Условие задания
Оформите в виде таблицы Markdown со столбцами «Номер» и «Строка» строки между строкой, содержащей «Detection target wet hair», и строкой, содержащей «[141,41,265,154]», включительно. Пустые строки пропустите.

Исходные данные
▼
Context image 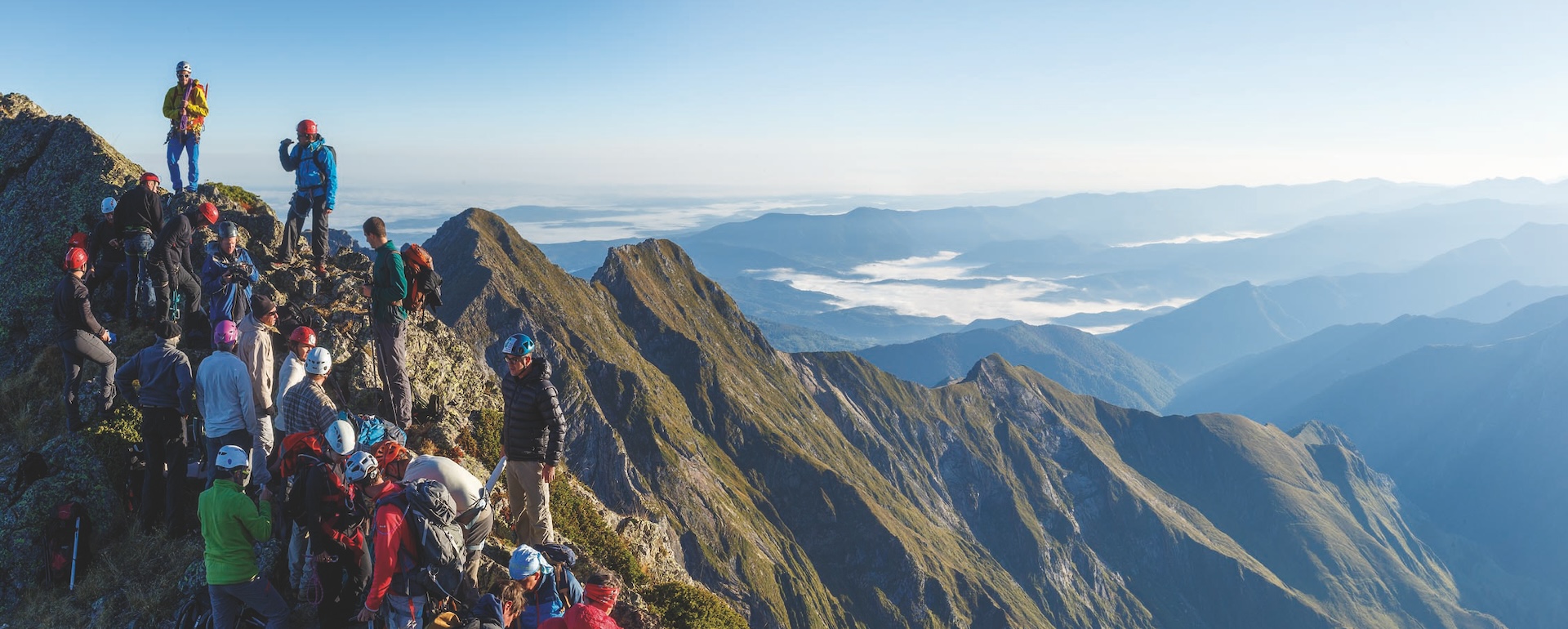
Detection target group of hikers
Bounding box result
▲
▼
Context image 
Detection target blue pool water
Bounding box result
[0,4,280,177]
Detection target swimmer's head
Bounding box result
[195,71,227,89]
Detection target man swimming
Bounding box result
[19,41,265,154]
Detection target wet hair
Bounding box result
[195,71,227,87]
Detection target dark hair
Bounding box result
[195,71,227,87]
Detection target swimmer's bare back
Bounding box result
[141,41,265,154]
▲
▼
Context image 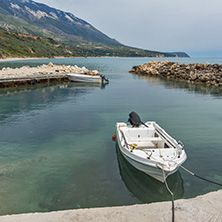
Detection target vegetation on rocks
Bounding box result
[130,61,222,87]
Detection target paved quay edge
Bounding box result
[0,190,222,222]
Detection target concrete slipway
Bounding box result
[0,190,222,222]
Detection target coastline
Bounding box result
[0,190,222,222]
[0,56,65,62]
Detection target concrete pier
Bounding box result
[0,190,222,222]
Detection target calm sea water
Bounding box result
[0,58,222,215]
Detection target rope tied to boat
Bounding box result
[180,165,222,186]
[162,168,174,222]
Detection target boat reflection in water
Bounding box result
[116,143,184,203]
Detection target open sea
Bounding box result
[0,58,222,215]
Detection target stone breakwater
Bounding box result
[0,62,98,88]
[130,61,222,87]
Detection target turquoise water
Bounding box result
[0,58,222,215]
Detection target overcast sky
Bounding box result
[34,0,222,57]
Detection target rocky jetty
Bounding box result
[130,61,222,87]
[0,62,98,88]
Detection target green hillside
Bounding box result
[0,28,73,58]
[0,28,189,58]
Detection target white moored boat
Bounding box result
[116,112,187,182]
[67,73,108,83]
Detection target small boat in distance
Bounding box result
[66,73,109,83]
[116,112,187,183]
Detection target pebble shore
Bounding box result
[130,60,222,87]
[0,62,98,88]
▲
Ответ
| Номер | Строка |
|---|---|
| 1 | Detection target wet hair |
| 2 | Bounding box result |
| 3 | [195,71,227,87] |
| 4 | Detection target dark hair |
| 5 | Bounding box result |
| 6 | [195,71,227,87] |
| 7 | Detection target swimmer's bare back |
| 8 | Bounding box result |
| 9 | [141,41,265,154] |